__Reading passage__
****
Representative Research Areas

Redox-Active and Dinucleating Ligands in Homogeneous Catalysts for Carbon Dioxide Reduction

Carbon dioxide is a greenhouse gas, but also represents a readily accessible C1 building block for energy applications as well as value-added chemical feedstocks. However, CO2 is relatively inert and very negative voltages or strong chemical reductants are common for its conversion. An additional challenge lies in achieving this reaction in water where aqueous protons are utilized selectively for CO2 reduction rather than hydrogen generation. Our strategy for CO2-to-fuel conversion involves the design of homogeneous catalysts with redox-active and/or dinucleating ligands, which enable access to multiple reducing equivalents at modest potentials and cooperative modes of CO2 activation, respectively.

Robust, High-Spin Iron-Oxo Catalysts for Oxidizing Water and Hydrocarbons

High-valent iron-oxo species are potent oxidants in chemistry and biology for a variety of reactions, including oxidation of water and hydrocarbons. In this context, the vast majority of synthetic Fe(IV)-oxo systems possess low-spin ground states produced by harsh oxidants (Ce(IV), iodosobenzene, etc), whereas natural systems generate more reactive high-spin Fe(IV)-oxos with mild oxidants (O2, H2O2). Indeed, only seven synthetic high-spin Fe(IV)-oxo complexes have been reported, all of which suffer from poor stability and/or sluggish reactivity. We aim to develop new Fe-oxo catalysts with oxidatively-rugged ligands that enforce low-coordinate geometries favoring high-spin electronic states to overcome these limitations.
****
__Work item 1__
For each statement below, (a), (b) and (c), say whether it agrees with the research areas text. Answer yes or no, and quote the exact words from the text that decide it.

(a) CO2 is described as relatively inert.
(b) Most synthetic Fe(IV)-oxo systems have high-spin ground states.
(c) Ten synthetic high-spin Fe(IV)-oxo complexes have been reported.
__Work item 2__
Copy word for word the part of the research areas text starting with "High-valent iron-oxo species" and going on through "overcome these limitations.".
__Work item 3__
Take the research areas text further, beginning after its final sentence.

(Saved data entries)
****
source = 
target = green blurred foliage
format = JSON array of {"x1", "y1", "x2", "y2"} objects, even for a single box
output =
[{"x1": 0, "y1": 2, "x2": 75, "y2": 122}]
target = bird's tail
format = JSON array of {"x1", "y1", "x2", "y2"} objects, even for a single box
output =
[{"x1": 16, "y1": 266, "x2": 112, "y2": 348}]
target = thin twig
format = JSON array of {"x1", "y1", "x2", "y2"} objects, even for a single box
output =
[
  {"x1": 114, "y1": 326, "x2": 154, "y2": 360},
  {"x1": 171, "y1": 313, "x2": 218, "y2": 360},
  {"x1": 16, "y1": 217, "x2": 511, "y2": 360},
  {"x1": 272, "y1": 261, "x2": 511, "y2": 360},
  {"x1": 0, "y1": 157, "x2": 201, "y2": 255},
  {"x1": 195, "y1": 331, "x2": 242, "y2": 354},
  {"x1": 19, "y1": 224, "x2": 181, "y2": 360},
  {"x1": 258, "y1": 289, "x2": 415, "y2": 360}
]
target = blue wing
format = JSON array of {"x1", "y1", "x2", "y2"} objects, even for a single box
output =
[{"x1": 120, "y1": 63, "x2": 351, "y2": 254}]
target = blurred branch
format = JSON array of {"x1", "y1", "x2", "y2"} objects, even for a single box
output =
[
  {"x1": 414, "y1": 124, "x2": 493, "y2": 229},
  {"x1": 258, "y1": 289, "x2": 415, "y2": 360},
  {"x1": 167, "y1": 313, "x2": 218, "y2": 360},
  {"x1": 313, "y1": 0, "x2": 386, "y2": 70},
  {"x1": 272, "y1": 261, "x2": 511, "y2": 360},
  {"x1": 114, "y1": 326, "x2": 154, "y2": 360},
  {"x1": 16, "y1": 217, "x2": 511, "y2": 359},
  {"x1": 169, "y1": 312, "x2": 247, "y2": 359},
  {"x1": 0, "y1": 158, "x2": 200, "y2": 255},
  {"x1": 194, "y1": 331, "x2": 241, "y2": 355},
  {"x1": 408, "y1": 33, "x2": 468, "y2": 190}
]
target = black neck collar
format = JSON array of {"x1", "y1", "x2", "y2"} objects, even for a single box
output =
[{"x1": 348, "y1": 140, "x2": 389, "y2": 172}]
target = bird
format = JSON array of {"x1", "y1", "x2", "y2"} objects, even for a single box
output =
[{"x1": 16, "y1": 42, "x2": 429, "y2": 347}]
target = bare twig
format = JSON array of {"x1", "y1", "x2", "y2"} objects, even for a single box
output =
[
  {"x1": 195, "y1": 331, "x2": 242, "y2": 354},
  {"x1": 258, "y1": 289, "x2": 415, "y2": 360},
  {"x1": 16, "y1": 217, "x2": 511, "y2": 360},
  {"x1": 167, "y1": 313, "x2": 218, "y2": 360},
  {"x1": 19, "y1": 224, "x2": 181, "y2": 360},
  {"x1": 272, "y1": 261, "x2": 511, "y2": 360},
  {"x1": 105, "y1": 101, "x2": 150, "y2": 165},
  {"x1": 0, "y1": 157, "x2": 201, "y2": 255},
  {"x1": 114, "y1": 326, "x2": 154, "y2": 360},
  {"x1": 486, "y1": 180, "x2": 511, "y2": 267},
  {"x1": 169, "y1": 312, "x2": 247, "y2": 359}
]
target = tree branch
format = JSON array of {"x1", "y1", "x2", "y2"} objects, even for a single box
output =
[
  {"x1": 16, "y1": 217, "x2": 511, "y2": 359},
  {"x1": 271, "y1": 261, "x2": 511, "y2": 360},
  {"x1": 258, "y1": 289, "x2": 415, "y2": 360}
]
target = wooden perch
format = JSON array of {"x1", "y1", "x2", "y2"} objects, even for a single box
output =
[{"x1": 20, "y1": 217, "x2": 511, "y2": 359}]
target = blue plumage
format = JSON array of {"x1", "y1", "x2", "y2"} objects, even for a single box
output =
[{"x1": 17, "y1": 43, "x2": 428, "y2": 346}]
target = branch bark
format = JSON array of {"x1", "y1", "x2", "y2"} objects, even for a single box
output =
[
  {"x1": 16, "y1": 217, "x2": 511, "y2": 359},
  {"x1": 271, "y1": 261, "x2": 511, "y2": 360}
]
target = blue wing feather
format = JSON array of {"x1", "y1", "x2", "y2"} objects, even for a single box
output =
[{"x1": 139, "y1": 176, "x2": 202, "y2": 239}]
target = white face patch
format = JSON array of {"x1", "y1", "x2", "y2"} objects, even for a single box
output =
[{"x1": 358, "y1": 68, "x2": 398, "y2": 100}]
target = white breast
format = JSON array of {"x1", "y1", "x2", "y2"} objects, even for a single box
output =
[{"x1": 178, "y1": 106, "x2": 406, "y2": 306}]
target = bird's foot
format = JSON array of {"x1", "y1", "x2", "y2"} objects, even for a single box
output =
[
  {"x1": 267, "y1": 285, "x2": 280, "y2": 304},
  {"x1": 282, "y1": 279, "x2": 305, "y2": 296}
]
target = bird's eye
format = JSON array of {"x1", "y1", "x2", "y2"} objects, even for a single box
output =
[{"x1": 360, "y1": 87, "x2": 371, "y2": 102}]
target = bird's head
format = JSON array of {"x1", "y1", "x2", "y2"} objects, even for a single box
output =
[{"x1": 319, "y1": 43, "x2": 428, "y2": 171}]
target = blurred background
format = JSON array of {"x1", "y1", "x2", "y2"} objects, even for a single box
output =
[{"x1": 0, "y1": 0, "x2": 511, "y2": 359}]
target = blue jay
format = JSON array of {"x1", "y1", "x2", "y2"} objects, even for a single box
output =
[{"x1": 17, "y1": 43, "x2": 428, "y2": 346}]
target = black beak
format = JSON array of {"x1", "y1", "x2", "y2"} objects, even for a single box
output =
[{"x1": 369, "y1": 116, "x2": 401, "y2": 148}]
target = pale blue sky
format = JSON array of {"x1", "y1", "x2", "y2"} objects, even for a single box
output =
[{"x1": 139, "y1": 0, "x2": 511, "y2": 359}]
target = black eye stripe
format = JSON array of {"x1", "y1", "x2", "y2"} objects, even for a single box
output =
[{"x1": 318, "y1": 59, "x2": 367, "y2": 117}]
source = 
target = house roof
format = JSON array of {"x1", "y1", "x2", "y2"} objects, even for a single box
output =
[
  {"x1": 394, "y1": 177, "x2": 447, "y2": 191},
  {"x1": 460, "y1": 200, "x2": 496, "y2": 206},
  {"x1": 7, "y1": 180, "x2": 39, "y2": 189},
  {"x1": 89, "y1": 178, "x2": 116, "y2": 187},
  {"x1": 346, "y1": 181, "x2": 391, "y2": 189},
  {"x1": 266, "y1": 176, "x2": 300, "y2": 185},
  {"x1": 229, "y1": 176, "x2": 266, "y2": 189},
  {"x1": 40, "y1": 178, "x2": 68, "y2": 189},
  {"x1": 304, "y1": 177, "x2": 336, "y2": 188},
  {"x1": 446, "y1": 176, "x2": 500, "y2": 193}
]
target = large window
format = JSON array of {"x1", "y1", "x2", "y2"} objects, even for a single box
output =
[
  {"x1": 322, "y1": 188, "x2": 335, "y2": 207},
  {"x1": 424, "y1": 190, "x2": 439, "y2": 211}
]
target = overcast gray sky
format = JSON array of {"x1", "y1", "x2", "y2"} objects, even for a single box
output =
****
__Your response 1__
(a) Yes: "CO2 is relatively inert"
(b) No: "the vast majority of synthetic Fe(IV)-oxo systems possess low-spin ground states"
(c) No: "only seven synthetic high-spin Fe(IV)-oxo complexes have been reported"

__Your response 2__
High-valent iron-oxo species are potent oxidants in chemistry and biology for a variety of reactions, including oxidation of water and hydrocarbons. In this context, the vast majority of synthetic Fe(IV)-oxo systems possess low-spin ground states produced by harsh oxidants (Ce(IV), iodosobenzene, etc), whereas natural systems generate more reactive high-spin Fe(IV)-oxos with mild oxidants (O2, H2O2). Indeed, only seven synthetic high-spin Fe(IV)-oxo complexes have been reported, all of which suffer from poor stability and/or sluggish reactivity. We aim to develop new Fe-oxo catalysts with oxidatively-rugged ligands that enforce low-coordinate geometries favoring high-spin electronic states to overcome these limitations.

__Your response 3__
Bioinspired Chemistry on Surfaces: Controlling the Second-Coordination Sphere

Nature tightly regulates the environment around metalloenzyme active sites to achieve catalysis with high efficiency and selectivity. This environment, comprised of specific noncovalent interactions such as hydrogen bonding, is referred to as the second-coordination sphere and plays a key role in orchestrating reactivity at the first-coordination sphere. We seek to mimic this concept on electrode surfaces to develop modular and scalable catalytic systems to manage proton inventories, stabilize intermediates, and direct reaction pathways.